• _Extrait à lire_:
D’autres ont dénoncé le sexisme des membres de la CNT en des termes encore plus forts :

« Ces troglodytes déguisés en anarchistes, ces lâches qui – bien-armés – attaquent par derrière, ces ‘courageux’ qui élèvent la voix et gesticulent devant les femmes, ceux-là révèlent leur vraie nature fasciste et ils doivent être démasqués. »[36]

Bien que de nombreux anarchistes hommes étaient partisans, en théorie, d’un mouvement égalitaire sur le plan sexuel (et plus généralement d’une société égalitaire), pour un trop grand nombre d’entre eux, les convictions prenaient fin au seuil de la maison ou à l’entrée du local syndical. Comme une femme, née et élevée dans une famille anarchiste, le regrette :

« Pour ce qui se passait à la maison, nous n’étions pas meilleurs que les autres…. Il y avait beaucoup de discussions au sujet de la libération de la femmes, de l’amour libre et de tout cela. Les hommes parlaient de cela du haut d’une estrade. Mais il y en avait très très peu qui s’engageaient réellement d’eux-mêmes dans la lutte des femmes en pratique …. Chez eux, ils l’oubliaient. »[37]

Une des fondatrices de Mujeres Libres se souvient que, en 1933, on lui avait demandé de participer à une réunion dans un des locaux syndicaux de la CNT. Des militantes locales voulaient qu’elle leur donne un mini-cours et les aide à la préparation des ouvrières.

• _Matériel fourni_:
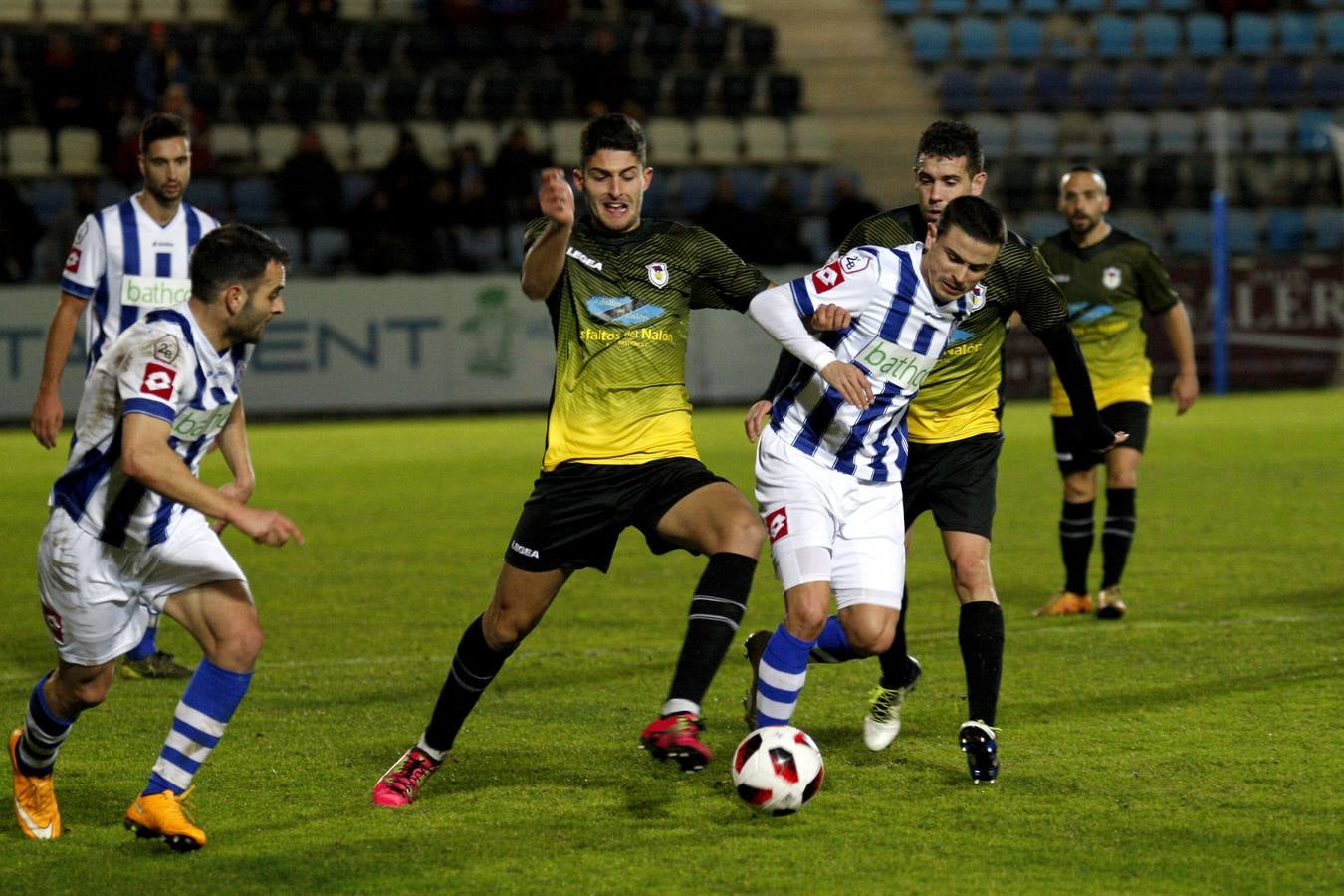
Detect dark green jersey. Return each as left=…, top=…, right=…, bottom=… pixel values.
left=1040, top=228, right=1180, bottom=416
left=838, top=205, right=1067, bottom=442
left=525, top=218, right=768, bottom=470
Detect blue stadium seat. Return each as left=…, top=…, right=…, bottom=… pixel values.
left=1095, top=15, right=1134, bottom=59
left=956, top=16, right=999, bottom=62
left=1266, top=207, right=1306, bottom=254
left=1321, top=9, right=1344, bottom=57
left=1218, top=62, right=1256, bottom=109
left=1278, top=12, right=1316, bottom=57
left=1172, top=63, right=1209, bottom=109
left=1264, top=62, right=1302, bottom=107
left=938, top=69, right=980, bottom=114
left=984, top=69, right=1026, bottom=112
left=1232, top=12, right=1274, bottom=59
left=1004, top=16, right=1044, bottom=61
left=1306, top=205, right=1344, bottom=253
left=1138, top=12, right=1180, bottom=59
left=1125, top=63, right=1165, bottom=109
left=1035, top=65, right=1074, bottom=111
left=1186, top=12, right=1228, bottom=58
left=1295, top=109, right=1333, bottom=153
left=910, top=16, right=952, bottom=65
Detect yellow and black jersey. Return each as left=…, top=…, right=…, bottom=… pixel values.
left=838, top=205, right=1067, bottom=443
left=525, top=218, right=768, bottom=470
left=1040, top=228, right=1180, bottom=416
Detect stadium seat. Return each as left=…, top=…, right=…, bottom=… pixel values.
left=1218, top=62, right=1256, bottom=109
left=909, top=16, right=952, bottom=66
left=350, top=120, right=400, bottom=170
left=938, top=69, right=980, bottom=115
left=257, top=123, right=299, bottom=173
left=1033, top=65, right=1074, bottom=111
left=955, top=16, right=999, bottom=63
left=1105, top=109, right=1153, bottom=157
left=1306, top=205, right=1344, bottom=253
left=57, top=127, right=103, bottom=177
left=1264, top=207, right=1306, bottom=254
left=984, top=69, right=1026, bottom=112
left=1094, top=15, right=1134, bottom=59
left=1295, top=109, right=1333, bottom=153
left=742, top=115, right=788, bottom=165
left=788, top=115, right=834, bottom=165
left=1013, top=112, right=1059, bottom=158
left=1004, top=16, right=1045, bottom=61
left=695, top=115, right=742, bottom=165
left=1264, top=62, right=1302, bottom=108
left=1278, top=12, right=1316, bottom=58
left=1186, top=12, right=1228, bottom=58
left=1153, top=109, right=1199, bottom=156
left=1138, top=12, right=1180, bottom=59
left=1172, top=63, right=1209, bottom=109
left=231, top=176, right=276, bottom=227
left=645, top=116, right=694, bottom=165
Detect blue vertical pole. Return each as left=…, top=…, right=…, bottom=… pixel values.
left=1209, top=189, right=1229, bottom=395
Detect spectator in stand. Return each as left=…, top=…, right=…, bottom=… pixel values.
left=826, top=174, right=882, bottom=246
left=0, top=180, right=42, bottom=284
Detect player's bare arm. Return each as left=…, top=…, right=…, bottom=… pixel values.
left=121, top=414, right=304, bottom=547
left=1161, top=303, right=1199, bottom=415
left=30, top=293, right=88, bottom=449
left=522, top=168, right=573, bottom=301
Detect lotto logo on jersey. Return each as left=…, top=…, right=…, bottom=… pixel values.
left=811, top=261, right=844, bottom=295
left=139, top=361, right=177, bottom=401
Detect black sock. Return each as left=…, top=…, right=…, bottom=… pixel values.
left=1059, top=501, right=1094, bottom=593
left=425, top=616, right=514, bottom=753
left=1101, top=489, right=1138, bottom=588
left=957, top=600, right=1004, bottom=726
left=668, top=553, right=756, bottom=705
left=878, top=587, right=914, bottom=691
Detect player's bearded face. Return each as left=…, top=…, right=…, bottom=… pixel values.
left=578, top=149, right=653, bottom=234
left=139, top=137, right=191, bottom=205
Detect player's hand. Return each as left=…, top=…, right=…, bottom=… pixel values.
left=28, top=392, right=66, bottom=447
left=537, top=168, right=573, bottom=227
left=807, top=303, right=853, bottom=334
left=210, top=483, right=253, bottom=535
left=821, top=361, right=872, bottom=411
left=230, top=507, right=304, bottom=549
left=742, top=400, right=771, bottom=442
left=1172, top=373, right=1199, bottom=416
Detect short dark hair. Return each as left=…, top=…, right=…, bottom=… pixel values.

• _Consigne_:
Dans l'extrait sur la CNT, reprenez le passage qui s'ouvre sur les mots contenant « Une des fondatrices » et se ferme sur « préparation des ouvrières. », en substituant « assemblée » à « réunion ».

• _Réponse attendue_:
Une des fondatrices de Mujeres Libres se souvient que, en 1933, on lui avait demandé de participer à une assemblée dans un des locaux syndicaux de la CNT. Des militantes locales voulaient qu’elle leur donne un mini-cours et les aide à la préparation des ouvrières.